*What the task asks*.
Only the line containing "Practice step: label each instance of the woman's right" and the lines after it, through the end of the data below, are to be returned, each exactly as it stands.

========

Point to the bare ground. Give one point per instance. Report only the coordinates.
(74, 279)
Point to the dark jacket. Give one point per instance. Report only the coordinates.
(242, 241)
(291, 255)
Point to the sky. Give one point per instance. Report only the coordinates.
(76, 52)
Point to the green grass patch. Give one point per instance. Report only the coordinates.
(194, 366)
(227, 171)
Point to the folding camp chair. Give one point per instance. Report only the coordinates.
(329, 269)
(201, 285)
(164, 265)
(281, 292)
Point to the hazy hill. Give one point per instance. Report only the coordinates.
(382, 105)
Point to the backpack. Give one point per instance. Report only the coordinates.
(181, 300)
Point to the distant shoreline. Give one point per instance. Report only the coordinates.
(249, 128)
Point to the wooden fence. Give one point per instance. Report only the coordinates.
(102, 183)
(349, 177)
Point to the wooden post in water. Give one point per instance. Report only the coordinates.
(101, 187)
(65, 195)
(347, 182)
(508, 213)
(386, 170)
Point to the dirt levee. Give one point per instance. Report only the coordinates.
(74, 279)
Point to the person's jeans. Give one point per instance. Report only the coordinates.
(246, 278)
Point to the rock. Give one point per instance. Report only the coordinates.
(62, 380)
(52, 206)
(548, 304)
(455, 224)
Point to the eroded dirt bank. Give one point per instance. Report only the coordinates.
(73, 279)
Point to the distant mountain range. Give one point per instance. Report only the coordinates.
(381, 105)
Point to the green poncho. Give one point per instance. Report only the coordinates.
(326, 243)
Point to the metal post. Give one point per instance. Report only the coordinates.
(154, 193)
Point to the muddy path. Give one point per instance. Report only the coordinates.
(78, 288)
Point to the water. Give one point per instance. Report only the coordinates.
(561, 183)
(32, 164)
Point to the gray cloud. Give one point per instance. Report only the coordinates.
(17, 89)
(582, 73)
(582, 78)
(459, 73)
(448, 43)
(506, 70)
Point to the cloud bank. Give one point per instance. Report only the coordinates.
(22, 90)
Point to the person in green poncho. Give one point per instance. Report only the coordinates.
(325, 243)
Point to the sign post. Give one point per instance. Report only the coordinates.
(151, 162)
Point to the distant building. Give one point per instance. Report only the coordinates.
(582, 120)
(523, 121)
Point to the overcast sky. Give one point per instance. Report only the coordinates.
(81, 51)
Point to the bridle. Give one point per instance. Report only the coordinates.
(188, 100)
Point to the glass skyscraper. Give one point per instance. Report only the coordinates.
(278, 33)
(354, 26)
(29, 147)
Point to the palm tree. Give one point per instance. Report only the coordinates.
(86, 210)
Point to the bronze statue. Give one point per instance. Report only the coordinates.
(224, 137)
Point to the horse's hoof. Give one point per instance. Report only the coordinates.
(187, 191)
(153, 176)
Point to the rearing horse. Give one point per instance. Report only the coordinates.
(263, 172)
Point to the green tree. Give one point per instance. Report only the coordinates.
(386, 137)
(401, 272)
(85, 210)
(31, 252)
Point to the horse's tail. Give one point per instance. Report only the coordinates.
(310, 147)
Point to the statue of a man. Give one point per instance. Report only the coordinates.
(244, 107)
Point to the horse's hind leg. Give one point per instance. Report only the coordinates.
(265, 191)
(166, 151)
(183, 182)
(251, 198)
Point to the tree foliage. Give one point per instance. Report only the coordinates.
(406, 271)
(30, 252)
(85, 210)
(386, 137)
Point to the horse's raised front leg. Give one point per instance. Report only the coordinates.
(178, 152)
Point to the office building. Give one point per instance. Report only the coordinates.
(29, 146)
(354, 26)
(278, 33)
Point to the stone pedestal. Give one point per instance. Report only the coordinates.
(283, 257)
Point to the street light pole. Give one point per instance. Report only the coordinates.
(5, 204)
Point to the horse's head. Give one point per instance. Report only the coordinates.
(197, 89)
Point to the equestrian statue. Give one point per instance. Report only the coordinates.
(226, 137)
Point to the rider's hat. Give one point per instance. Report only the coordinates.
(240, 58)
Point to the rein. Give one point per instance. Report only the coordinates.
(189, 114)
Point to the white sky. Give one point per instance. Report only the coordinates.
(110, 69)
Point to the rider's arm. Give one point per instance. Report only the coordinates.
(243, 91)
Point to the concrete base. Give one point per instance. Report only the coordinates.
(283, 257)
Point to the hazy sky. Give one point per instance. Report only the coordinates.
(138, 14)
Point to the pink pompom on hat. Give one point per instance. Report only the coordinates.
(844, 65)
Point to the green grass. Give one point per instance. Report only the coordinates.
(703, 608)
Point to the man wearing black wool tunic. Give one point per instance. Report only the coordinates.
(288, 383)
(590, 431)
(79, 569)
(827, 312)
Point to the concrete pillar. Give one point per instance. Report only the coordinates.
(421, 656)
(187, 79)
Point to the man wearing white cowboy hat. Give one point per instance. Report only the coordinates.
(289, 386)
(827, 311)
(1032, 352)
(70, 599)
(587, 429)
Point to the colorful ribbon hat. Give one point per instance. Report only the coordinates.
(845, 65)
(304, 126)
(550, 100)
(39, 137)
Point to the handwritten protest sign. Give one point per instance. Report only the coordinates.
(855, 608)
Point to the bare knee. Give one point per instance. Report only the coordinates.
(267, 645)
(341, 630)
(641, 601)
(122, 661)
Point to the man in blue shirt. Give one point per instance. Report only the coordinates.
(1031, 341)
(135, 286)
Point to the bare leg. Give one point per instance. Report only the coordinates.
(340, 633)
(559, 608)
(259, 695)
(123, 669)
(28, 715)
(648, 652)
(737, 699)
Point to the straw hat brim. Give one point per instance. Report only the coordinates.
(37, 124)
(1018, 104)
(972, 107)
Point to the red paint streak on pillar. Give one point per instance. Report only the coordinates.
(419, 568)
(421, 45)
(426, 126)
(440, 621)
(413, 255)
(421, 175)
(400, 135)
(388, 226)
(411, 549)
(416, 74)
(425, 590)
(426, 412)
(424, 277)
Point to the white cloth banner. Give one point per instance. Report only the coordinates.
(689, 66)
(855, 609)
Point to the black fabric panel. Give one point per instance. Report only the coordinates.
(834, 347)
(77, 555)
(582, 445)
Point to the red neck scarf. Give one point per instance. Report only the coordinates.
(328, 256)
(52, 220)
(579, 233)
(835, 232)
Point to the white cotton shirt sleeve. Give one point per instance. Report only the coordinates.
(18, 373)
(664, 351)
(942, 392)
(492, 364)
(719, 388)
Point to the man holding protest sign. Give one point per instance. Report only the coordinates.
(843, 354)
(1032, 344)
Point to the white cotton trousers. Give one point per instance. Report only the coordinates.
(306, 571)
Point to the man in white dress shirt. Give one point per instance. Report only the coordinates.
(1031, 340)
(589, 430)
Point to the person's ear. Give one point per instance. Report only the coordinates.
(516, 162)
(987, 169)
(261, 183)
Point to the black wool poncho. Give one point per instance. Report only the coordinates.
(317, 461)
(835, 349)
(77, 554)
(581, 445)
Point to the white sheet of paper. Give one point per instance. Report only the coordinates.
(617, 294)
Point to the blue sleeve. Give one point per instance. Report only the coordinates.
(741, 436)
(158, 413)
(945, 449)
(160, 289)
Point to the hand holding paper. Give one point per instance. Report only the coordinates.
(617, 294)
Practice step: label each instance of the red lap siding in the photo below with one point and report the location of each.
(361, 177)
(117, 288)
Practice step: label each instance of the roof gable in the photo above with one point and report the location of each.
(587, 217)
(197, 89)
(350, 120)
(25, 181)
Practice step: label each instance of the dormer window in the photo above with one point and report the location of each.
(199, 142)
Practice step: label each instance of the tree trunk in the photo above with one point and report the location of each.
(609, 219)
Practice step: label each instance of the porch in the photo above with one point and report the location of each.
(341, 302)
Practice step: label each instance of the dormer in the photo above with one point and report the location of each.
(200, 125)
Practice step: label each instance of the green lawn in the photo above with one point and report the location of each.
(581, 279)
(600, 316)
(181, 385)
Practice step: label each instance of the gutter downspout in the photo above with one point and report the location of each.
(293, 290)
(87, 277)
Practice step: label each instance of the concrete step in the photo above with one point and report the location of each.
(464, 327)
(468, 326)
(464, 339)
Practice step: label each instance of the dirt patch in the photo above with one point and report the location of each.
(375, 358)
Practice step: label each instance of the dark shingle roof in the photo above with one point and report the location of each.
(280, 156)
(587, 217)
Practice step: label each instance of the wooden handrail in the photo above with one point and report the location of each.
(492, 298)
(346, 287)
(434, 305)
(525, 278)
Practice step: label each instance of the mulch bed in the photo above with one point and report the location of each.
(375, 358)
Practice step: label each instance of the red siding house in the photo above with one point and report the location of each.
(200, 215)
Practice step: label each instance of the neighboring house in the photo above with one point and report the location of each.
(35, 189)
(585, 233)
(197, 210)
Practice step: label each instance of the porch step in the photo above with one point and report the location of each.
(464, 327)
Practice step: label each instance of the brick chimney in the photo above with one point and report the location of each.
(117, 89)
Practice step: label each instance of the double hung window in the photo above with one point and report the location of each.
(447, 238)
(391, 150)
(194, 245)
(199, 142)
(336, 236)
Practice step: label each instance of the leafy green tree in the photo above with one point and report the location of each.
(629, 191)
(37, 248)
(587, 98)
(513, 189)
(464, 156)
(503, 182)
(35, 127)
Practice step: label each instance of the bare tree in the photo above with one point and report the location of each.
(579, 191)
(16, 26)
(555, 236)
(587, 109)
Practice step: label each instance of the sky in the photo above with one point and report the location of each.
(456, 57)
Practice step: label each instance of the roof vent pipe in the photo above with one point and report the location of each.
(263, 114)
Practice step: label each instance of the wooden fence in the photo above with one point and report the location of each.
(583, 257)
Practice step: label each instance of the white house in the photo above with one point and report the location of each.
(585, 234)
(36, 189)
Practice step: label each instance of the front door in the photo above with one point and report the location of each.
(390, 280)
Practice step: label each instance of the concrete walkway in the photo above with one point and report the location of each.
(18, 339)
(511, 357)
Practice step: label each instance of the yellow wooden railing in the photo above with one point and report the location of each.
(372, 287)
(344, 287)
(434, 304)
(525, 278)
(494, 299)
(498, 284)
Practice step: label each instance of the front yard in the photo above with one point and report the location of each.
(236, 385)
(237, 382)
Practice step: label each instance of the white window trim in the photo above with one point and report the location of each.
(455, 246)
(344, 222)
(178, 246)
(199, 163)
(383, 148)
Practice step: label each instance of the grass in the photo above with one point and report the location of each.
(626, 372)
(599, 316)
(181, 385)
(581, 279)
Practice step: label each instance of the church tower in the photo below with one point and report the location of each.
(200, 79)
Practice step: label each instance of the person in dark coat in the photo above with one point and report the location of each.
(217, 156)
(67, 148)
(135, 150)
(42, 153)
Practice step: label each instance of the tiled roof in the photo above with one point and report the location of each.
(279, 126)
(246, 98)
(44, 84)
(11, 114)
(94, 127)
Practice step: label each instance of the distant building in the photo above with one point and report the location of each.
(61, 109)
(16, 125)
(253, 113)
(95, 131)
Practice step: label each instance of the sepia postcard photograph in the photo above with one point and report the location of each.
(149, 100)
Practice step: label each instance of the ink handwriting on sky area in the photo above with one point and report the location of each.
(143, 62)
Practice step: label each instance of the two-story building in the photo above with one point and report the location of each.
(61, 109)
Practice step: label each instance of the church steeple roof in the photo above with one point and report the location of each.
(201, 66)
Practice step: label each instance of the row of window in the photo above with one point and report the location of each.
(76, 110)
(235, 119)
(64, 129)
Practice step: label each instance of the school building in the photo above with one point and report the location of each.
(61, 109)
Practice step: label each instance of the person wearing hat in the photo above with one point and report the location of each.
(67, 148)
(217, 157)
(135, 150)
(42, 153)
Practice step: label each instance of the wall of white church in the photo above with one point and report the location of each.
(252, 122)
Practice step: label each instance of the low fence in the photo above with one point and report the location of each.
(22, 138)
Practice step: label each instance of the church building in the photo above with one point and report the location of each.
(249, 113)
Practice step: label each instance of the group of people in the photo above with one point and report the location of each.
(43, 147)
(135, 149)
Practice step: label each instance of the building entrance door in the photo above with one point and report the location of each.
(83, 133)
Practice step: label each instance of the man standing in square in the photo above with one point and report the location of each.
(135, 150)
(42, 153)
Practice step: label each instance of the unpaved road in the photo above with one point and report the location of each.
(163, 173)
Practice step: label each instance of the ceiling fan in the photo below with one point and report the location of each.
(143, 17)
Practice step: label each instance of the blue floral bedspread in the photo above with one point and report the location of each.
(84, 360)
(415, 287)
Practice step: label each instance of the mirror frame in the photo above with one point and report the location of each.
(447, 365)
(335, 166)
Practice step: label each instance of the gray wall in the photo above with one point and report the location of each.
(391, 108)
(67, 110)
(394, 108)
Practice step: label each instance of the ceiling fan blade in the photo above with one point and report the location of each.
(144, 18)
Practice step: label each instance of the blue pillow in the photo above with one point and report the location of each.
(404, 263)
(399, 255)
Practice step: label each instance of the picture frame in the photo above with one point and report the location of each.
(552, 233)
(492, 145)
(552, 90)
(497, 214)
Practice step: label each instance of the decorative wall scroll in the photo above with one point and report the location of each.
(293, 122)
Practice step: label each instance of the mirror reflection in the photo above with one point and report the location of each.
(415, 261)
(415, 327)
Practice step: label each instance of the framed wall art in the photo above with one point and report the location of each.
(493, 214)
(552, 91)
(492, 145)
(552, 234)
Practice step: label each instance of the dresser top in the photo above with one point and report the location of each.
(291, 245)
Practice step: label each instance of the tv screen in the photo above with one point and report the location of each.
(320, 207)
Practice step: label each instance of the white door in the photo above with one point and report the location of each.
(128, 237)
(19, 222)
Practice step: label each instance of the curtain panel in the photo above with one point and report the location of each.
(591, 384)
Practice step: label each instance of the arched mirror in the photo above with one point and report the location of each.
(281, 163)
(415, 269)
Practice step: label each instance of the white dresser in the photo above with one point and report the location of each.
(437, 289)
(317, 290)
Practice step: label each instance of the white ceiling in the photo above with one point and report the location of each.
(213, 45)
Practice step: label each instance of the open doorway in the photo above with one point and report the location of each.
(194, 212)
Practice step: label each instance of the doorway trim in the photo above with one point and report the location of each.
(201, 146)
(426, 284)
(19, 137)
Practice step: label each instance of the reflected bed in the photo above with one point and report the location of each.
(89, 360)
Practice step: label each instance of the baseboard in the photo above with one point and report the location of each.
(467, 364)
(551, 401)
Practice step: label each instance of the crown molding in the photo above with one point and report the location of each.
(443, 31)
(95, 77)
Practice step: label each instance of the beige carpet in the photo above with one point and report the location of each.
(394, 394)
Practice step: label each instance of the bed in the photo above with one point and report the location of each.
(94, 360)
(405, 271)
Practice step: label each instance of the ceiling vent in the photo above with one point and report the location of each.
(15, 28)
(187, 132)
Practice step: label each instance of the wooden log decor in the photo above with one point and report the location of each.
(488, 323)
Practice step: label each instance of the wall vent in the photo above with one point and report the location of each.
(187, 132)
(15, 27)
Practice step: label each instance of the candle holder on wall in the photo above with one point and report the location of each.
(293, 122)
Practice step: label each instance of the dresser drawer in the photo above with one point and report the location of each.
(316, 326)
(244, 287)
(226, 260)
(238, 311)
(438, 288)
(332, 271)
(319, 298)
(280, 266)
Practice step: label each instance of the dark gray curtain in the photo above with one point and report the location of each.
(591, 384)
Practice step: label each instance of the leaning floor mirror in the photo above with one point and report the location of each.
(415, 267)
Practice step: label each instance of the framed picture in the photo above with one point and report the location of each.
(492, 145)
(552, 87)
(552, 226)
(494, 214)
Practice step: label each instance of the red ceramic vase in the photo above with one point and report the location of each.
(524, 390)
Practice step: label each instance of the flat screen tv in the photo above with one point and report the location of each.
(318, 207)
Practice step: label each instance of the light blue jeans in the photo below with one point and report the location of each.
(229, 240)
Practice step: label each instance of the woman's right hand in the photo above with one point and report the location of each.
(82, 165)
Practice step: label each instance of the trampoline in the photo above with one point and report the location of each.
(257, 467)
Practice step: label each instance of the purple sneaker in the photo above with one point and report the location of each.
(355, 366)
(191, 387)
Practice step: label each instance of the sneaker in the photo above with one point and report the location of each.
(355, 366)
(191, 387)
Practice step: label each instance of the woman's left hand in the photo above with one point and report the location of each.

========

*Answer section*.
Practice step: label each instance of the woman's right hand in the photo above with one point and report the location of each.
(82, 165)
Practice step: label each instance of the trampoline in the photo above with one point and report the location of each.
(257, 467)
Practice step: label each instance of the purple sneaker in the photo above with one point and report the location of each.
(355, 366)
(191, 387)
Practice step: label each instance of the sneaker in the photo above with one point and report the location of each.
(355, 366)
(191, 387)
Practice step: label each instance of the woman's left hand in the photo above with one point and report the location of each.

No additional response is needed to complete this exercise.